Description of the task - Every entry below should be printed exactly, without its images.

Extracted information -
==================================================

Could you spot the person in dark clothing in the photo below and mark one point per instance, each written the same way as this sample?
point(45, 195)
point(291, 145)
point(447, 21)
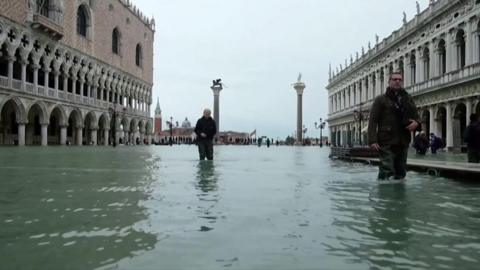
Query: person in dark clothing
point(393, 117)
point(205, 130)
point(472, 138)
point(421, 143)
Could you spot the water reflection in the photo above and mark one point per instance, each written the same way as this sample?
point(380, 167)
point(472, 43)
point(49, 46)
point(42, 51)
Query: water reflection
point(64, 217)
point(207, 185)
point(389, 225)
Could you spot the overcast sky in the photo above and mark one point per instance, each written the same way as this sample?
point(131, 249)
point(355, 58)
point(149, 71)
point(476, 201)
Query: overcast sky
point(258, 47)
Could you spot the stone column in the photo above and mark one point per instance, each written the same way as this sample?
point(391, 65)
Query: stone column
point(24, 63)
point(93, 134)
point(299, 88)
point(468, 44)
point(432, 110)
point(216, 105)
point(468, 111)
point(10, 71)
point(79, 136)
point(35, 78)
point(105, 136)
point(44, 134)
point(449, 116)
point(63, 135)
point(21, 134)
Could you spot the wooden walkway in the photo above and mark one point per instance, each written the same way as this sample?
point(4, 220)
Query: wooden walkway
point(434, 167)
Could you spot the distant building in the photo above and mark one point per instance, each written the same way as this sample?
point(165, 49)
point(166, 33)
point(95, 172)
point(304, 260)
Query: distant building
point(438, 52)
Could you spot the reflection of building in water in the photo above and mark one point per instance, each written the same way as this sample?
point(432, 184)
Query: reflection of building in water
point(75, 71)
point(438, 51)
point(207, 186)
point(92, 218)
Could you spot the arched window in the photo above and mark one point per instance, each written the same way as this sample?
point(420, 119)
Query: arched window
point(82, 21)
point(426, 63)
point(138, 55)
point(116, 41)
point(442, 57)
point(460, 45)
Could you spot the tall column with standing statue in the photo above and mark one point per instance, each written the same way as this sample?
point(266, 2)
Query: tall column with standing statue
point(216, 87)
point(299, 86)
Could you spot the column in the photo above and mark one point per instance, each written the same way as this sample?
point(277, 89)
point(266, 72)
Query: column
point(46, 79)
point(65, 83)
point(93, 134)
point(79, 136)
point(35, 78)
point(468, 44)
point(24, 63)
point(105, 137)
point(432, 110)
point(21, 134)
point(450, 52)
point(44, 134)
point(448, 108)
point(63, 135)
point(55, 82)
point(10, 71)
point(468, 105)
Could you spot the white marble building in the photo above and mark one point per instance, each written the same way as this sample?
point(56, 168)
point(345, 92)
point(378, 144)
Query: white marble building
point(438, 52)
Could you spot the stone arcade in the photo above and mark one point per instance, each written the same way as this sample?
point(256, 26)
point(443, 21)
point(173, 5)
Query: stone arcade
point(438, 52)
point(75, 72)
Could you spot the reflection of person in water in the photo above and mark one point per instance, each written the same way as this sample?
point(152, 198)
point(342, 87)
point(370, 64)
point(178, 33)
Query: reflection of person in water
point(207, 187)
point(390, 225)
point(207, 179)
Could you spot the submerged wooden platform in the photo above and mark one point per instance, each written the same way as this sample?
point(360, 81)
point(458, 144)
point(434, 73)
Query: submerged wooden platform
point(434, 167)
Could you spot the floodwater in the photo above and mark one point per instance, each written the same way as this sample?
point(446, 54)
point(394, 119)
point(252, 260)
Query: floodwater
point(158, 207)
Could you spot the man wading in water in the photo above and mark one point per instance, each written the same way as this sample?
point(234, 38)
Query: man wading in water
point(393, 117)
point(205, 130)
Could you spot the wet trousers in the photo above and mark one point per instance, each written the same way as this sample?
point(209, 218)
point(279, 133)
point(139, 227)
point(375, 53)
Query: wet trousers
point(205, 149)
point(393, 162)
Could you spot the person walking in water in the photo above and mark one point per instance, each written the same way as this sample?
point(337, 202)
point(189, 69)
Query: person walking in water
point(393, 117)
point(205, 130)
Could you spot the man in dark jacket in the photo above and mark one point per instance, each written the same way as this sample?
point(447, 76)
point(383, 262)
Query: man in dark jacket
point(472, 137)
point(393, 117)
point(205, 130)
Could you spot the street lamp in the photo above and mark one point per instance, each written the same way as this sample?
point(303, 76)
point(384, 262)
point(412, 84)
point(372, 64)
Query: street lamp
point(320, 125)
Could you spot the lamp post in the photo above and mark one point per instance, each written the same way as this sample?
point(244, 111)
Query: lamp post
point(320, 125)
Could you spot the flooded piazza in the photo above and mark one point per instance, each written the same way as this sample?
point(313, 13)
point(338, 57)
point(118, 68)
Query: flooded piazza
point(251, 208)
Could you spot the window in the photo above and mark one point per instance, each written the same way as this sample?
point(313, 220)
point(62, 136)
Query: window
point(116, 41)
point(138, 55)
point(82, 21)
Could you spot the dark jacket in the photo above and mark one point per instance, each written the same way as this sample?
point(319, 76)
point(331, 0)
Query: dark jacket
point(207, 126)
point(389, 117)
point(472, 136)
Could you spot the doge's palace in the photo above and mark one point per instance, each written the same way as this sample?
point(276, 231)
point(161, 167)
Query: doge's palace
point(75, 72)
point(438, 51)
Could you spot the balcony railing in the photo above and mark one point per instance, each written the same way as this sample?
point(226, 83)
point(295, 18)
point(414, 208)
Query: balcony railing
point(65, 96)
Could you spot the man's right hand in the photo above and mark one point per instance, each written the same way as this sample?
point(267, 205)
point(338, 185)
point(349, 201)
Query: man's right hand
point(375, 147)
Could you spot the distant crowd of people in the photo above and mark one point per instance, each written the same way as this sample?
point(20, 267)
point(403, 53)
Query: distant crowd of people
point(471, 136)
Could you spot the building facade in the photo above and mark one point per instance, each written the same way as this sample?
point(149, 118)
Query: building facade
point(438, 51)
point(78, 72)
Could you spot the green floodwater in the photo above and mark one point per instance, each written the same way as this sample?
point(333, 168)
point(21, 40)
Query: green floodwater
point(251, 208)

==================================================

Output of the task -
Could you spot the person in dark clothing in the photo below and mark one point per instance, each written the same way as this sample?
point(45, 195)
point(291, 145)
point(447, 21)
Query: person in dark clothing
point(393, 117)
point(205, 130)
point(472, 138)
point(421, 143)
Could you spot the water reflection in the photo above and mark one point per instance, each written the same way as this sample?
point(380, 167)
point(472, 43)
point(49, 46)
point(42, 51)
Query: water reflection
point(64, 217)
point(207, 185)
point(389, 225)
Could you spot the overcast sky in the photo above and mark one point per instance, each written the same way as this sample?
point(131, 249)
point(355, 58)
point(149, 71)
point(476, 201)
Query: overcast sky
point(258, 47)
Could you spot the stone column in the photo above and mark one point per instance, each written the same way as this sample?
point(391, 65)
Query: stone column
point(24, 63)
point(93, 134)
point(299, 88)
point(468, 44)
point(432, 110)
point(216, 105)
point(468, 111)
point(10, 71)
point(79, 136)
point(35, 78)
point(105, 136)
point(44, 134)
point(449, 116)
point(63, 135)
point(21, 134)
Could you spot the wooden walkway in the photo above and mark one point per instance, each written the same way as this sample?
point(4, 220)
Query: wooden walkway
point(434, 167)
Could you spot the distant building in the photo above and mark one point per instance, each written the same way as this sample?
point(165, 49)
point(166, 33)
point(95, 172)
point(304, 260)
Query: distant building
point(438, 52)
Could you spot the reflection of building in water in the photo above and mark one point per instance, each written the same way as this sample?
point(432, 184)
Query: reflection of building in water
point(75, 71)
point(438, 51)
point(207, 186)
point(92, 218)
Could you spot the arched window in the photo above and mark one point per instance, each written the same way as this sample?
point(420, 119)
Query: arched window
point(82, 21)
point(426, 63)
point(138, 55)
point(116, 41)
point(442, 57)
point(460, 45)
Could you spot the tall column with standing statue in the photo above and mark one point per instance, each written the same way as this sample?
point(266, 2)
Query: tall column with standing statue
point(216, 87)
point(299, 86)
Could you spot the column in the photo above and mark one point per instance, each written the same way as this sample?
point(277, 89)
point(266, 72)
Query: column
point(46, 79)
point(65, 83)
point(93, 134)
point(79, 136)
point(35, 78)
point(468, 44)
point(24, 63)
point(105, 137)
point(432, 110)
point(21, 134)
point(450, 52)
point(44, 134)
point(448, 108)
point(63, 135)
point(55, 82)
point(10, 71)
point(468, 105)
Could you spot the white marble building in the photo above and mark one point per instance, each written the same way as this sample?
point(56, 168)
point(345, 92)
point(378, 144)
Query: white marble building
point(438, 52)
Could you spot the stone arcade in the photo above and mark one point per instance, each written the same way as this sample?
point(256, 26)
point(443, 21)
point(173, 5)
Query: stone arcade
point(438, 52)
point(75, 72)
Could you spot the reflection of person in water in the photo above and mark one point per instance, each written the same way as this sample?
point(152, 198)
point(342, 87)
point(370, 64)
point(178, 33)
Query: reflection of person in water
point(207, 187)
point(390, 225)
point(207, 179)
Could you spot the submerged wooden platform in the photo above and mark one point per instance, each written the same way as this sample?
point(360, 81)
point(458, 144)
point(434, 73)
Query: submerged wooden platform
point(434, 167)
Could you spot the floodwater in the photo above and mark one point per instance, each written the same way as this sample?
point(446, 54)
point(394, 119)
point(252, 260)
Query: floodwater
point(158, 207)
Could you spot the man wading in water in the photo above and mark one point per instance, each written the same way as this sample?
point(234, 38)
Query: man wading in water
point(393, 117)
point(205, 130)
Could you spot the wet trousers in the photo above and mark one point per instance, each written the same way as this sample?
point(209, 218)
point(279, 133)
point(139, 227)
point(375, 53)
Query: wet trousers
point(205, 149)
point(393, 162)
Could you spot the person walking in water in the photo above and mark one point per instance, each written the same way as this sample?
point(337, 202)
point(189, 69)
Query: person walking in water
point(393, 117)
point(205, 130)
Could you spot the man in dark jacket in the photo above and mark one point per instance, each written the same way as this sample?
point(447, 76)
point(383, 262)
Query: man in dark jacket
point(472, 137)
point(393, 117)
point(205, 130)
Could you spot the street lamp in the photo above and mark one point per instance, each written the same way as this sample?
point(303, 76)
point(384, 262)
point(412, 84)
point(372, 64)
Query: street lamp
point(320, 125)
Could you spot the lamp post in the photo above and mark one point per instance, each written the same way as this sample?
point(244, 111)
Query: lamp post
point(320, 125)
Could you spot the flooded piazza in the photo above and mark one point per instance, each written the same way as this sample?
point(313, 13)
point(338, 57)
point(118, 68)
Query: flooded piazza
point(251, 208)
Could you spot the window in the photo above and mark one point per instance, each written the same way as this sample?
point(313, 220)
point(62, 136)
Query: window
point(116, 41)
point(138, 55)
point(82, 21)
Could you spot the dark jacket in the photo above and mark one point per instance, each written the same way as this sample?
point(319, 76)
point(331, 0)
Query: dark jacket
point(207, 126)
point(389, 117)
point(472, 136)
Could you spot the doge's palace in the photo above and mark one point per instance, each written the same way as this sample?
point(276, 231)
point(161, 167)
Query: doge's palace
point(75, 72)
point(438, 51)
Could you spot the balcony railing in the photo above and mark one point per instance, each written the same way as this sample?
point(226, 83)
point(295, 18)
point(414, 208)
Query: balcony railing
point(65, 96)
Could you spot the man's right hand in the photo above and mark one point per instance, each written the same way as this sample?
point(267, 205)
point(338, 185)
point(349, 201)
Query: man's right hand
point(375, 147)
Could you spot the distant crowd of people in the photo above and mark one point per instance, each written the same way as this sample?
point(20, 267)
point(403, 53)
Query: distant crowd of people
point(471, 136)
Could you spot the building facade in the photo above and mark one point per instance, each written the same way as this sample?
point(149, 118)
Query: building facade
point(438, 51)
point(78, 72)
Could you spot the green floodwater in the photo above and mark one point per instance, each written the same way as this sample?
point(333, 168)
point(21, 40)
Query: green floodwater
point(251, 208)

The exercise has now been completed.